THE REQUEST:
From the line with "Guideline: the keypoint for each instance of the throw" down to the final line of the material below, quote every line exactly and leave out all lines before it.

Object location annotation data
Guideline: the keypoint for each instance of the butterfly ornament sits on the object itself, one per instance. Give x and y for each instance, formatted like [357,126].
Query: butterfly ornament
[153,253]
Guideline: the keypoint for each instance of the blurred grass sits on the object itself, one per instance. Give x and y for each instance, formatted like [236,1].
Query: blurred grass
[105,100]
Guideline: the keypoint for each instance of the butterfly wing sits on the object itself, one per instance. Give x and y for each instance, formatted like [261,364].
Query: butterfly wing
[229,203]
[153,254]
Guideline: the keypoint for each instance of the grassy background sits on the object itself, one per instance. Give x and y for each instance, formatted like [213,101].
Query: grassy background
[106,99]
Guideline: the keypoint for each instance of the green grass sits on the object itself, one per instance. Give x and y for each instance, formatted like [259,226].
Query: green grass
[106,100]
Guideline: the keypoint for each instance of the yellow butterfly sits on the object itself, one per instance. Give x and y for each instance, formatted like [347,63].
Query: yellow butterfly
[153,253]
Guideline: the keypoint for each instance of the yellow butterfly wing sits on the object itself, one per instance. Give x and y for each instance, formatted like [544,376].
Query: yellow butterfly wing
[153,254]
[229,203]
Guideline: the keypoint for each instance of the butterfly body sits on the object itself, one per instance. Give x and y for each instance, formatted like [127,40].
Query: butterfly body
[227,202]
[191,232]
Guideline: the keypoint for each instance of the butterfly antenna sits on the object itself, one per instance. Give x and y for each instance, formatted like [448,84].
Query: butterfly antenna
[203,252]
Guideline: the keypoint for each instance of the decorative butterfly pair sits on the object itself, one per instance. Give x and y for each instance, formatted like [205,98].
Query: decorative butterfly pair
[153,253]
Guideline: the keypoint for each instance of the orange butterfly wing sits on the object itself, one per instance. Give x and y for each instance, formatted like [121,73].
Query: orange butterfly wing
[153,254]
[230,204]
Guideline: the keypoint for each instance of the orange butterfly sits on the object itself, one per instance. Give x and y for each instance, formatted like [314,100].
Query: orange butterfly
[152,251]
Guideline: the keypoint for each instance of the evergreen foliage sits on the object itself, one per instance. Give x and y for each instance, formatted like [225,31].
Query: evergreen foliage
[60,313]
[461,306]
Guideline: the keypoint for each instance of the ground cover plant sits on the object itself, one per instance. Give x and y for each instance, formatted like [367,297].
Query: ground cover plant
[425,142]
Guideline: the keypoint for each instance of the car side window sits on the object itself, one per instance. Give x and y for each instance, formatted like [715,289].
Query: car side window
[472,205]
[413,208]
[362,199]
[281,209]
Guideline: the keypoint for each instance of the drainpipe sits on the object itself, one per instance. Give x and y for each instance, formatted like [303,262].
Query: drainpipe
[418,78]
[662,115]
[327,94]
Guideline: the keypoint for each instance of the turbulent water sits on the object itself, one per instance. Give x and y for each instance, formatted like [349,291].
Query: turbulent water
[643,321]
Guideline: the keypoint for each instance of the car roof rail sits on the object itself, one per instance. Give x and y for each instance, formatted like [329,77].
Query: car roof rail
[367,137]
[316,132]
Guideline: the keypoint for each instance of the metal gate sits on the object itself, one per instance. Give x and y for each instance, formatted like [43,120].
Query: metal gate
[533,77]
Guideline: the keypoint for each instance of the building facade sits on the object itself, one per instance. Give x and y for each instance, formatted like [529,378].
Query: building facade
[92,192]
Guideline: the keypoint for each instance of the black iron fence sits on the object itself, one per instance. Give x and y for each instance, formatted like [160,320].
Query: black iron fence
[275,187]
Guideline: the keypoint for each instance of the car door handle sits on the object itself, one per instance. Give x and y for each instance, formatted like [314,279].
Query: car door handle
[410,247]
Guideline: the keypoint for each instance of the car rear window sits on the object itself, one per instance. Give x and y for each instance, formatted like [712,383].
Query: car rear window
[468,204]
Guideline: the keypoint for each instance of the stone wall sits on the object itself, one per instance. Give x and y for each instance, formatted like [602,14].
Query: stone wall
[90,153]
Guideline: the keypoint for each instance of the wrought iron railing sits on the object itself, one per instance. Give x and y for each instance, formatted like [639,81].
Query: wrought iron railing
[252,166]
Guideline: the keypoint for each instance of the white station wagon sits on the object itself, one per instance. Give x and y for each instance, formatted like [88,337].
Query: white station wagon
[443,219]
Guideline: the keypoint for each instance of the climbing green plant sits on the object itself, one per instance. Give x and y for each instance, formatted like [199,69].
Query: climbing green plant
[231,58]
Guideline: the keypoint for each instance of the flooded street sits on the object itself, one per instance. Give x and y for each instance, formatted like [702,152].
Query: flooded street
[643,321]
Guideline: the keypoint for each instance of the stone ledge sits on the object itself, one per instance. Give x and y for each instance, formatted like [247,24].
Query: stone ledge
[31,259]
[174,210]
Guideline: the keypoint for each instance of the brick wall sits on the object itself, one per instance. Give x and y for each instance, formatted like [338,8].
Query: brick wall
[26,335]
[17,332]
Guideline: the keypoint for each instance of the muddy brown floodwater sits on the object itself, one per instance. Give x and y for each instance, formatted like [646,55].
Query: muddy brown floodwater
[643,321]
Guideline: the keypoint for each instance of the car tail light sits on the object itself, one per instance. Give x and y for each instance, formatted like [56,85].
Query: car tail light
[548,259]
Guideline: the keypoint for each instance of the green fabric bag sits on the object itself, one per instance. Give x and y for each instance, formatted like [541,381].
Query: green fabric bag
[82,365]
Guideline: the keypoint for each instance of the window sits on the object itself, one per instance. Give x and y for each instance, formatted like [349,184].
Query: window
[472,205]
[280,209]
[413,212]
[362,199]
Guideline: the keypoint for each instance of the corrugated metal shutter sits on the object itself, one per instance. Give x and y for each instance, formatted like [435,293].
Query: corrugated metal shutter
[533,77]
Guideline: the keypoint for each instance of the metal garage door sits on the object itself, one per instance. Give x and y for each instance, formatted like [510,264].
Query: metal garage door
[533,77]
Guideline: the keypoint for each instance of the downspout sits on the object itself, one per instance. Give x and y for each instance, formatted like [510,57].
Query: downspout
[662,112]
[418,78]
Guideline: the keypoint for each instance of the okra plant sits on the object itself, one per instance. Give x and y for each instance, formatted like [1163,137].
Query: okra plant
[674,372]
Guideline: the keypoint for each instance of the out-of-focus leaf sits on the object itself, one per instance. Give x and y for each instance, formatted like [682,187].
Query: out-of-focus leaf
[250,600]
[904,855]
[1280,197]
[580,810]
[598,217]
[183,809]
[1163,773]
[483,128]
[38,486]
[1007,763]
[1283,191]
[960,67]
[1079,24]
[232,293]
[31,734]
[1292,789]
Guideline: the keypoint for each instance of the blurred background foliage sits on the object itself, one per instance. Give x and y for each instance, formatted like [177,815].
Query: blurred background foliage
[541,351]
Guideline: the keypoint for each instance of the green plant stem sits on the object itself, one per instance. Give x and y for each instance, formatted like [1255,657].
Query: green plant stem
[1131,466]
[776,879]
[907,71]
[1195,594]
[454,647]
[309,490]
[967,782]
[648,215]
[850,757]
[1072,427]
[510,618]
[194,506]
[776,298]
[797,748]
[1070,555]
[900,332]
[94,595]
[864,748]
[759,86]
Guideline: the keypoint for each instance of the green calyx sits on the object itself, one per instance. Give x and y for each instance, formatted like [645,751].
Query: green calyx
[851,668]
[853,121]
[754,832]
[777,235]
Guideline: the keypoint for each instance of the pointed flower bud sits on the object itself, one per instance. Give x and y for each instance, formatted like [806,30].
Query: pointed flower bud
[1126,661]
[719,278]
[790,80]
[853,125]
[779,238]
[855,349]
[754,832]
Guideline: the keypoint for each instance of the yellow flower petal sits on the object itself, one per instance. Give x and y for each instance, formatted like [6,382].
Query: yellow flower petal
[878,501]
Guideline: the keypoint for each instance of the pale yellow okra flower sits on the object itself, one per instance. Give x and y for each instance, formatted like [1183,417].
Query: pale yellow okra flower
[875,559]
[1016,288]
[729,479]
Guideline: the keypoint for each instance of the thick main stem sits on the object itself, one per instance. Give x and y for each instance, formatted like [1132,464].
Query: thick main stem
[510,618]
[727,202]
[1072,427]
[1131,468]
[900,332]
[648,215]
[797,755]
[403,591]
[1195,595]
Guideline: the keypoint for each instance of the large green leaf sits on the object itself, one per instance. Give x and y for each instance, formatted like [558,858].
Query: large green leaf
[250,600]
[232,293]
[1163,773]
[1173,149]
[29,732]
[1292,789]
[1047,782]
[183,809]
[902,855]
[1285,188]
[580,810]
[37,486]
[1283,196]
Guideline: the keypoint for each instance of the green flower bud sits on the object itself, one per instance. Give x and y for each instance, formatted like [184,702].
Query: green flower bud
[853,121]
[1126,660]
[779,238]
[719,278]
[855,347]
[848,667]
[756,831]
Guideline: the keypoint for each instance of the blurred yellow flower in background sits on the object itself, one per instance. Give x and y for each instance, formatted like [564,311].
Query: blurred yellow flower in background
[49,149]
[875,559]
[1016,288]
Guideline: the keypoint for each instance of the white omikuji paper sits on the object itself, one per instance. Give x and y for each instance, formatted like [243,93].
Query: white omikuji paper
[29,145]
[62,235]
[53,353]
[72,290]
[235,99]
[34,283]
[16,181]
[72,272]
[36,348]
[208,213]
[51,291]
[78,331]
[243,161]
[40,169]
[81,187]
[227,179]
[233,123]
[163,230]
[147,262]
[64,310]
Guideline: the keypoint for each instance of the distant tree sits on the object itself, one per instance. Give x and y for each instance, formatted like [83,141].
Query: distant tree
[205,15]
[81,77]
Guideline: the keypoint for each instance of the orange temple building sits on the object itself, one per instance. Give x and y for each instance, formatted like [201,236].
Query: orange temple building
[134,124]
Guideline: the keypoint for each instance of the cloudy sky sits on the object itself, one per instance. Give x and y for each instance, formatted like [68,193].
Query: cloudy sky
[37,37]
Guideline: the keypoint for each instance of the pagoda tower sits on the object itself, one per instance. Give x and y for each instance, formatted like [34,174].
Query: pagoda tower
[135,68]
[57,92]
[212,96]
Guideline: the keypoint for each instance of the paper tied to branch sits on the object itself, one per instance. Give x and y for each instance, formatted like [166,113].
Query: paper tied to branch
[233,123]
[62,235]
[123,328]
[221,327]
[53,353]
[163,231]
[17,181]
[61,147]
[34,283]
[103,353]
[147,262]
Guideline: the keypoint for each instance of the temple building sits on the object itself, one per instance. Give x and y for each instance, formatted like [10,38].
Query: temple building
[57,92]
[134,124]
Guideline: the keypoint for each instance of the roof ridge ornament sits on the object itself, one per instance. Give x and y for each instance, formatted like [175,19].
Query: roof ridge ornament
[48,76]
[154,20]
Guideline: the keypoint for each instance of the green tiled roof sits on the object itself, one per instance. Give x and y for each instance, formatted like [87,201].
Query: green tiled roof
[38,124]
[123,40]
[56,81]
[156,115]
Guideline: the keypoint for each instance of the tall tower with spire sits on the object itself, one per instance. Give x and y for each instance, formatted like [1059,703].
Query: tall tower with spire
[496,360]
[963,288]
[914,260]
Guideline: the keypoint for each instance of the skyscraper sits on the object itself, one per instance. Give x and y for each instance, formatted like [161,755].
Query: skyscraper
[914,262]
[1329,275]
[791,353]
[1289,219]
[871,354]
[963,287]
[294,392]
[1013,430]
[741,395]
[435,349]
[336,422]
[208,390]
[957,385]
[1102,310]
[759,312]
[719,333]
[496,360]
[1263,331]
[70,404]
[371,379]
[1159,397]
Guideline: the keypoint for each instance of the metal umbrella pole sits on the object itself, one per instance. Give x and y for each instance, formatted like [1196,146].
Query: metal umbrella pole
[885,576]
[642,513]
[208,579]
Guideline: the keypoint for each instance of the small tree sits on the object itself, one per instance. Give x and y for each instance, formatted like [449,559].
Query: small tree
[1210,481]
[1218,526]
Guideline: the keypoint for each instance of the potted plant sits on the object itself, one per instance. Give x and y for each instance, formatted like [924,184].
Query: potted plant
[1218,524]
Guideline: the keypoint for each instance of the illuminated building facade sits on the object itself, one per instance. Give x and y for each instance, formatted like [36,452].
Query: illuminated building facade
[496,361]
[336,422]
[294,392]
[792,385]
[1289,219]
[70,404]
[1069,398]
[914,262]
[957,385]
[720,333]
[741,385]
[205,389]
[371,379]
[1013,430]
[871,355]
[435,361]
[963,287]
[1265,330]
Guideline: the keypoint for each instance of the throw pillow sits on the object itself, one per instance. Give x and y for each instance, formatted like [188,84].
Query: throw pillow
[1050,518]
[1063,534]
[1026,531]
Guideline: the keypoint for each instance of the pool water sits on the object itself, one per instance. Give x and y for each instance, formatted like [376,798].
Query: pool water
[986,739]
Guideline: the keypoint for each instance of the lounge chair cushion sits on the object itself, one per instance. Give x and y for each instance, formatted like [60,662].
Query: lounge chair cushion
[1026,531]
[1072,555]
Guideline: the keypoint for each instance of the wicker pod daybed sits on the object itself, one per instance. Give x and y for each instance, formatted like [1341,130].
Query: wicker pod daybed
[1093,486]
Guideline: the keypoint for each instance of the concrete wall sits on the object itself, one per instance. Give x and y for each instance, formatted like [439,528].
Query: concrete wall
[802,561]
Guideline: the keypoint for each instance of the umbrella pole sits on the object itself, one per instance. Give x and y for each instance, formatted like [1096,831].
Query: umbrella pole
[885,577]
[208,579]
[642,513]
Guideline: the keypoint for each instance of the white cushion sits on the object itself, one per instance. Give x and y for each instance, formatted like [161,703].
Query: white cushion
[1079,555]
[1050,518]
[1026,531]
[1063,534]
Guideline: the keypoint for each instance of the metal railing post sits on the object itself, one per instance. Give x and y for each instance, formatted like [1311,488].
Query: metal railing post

SOLUTION TO THIS EXERCISE:
Guideline: the keypoint for each instance of the throw pillow sits on the object itself, one per instance. Give x and y for each instance, formatted like [188,84].
Query: throw pillow
[1050,518]
[1063,534]
[1026,531]
Guideline: the keypoint for each instance of the pool water sits on the object itself, one per instance. Give x and y for each instance, formatted like [376,798].
Query: pool water
[986,739]
Guideline: the keypoint for each instance of the lounge chair cushion sits on the object itself, one per instance. Give x and y for each instance, formatted like [60,662].
Query: lounge chair cushion
[1026,531]
[1072,555]
Guideline: the keypoint for each instance of the wicker pod daybed sits on the object itself, one per instance. Give x and y for each instance, formatted like [1341,130].
Query: wicker pod daybed
[1093,486]
Guideline: the keypoint for each instance of the concrete wall sits on the object itself, one per instance. Give x and y for each instance, formatted like [439,528].
Query: concrete wall
[802,561]
Guideline: the keypoint for each instance of the umbrella pole sits on the object itself, one per instance. Give x and y for each instance, formatted like [1096,831].
Query: umbrella pole
[885,577]
[208,579]
[642,513]
Guideline: the keypoint for each instance of the white cushion sits on the object itself, one per instance. Give x and y for each instance, formatted like [161,703].
Query: white cushion
[1079,555]
[1050,518]
[1026,531]
[1063,534]
Guideline: the keypoint for each instance of the metal railing post sits on the object itself, one per instance. Give x and y for each instance, formatted like [1311,488].
Query: metal railing post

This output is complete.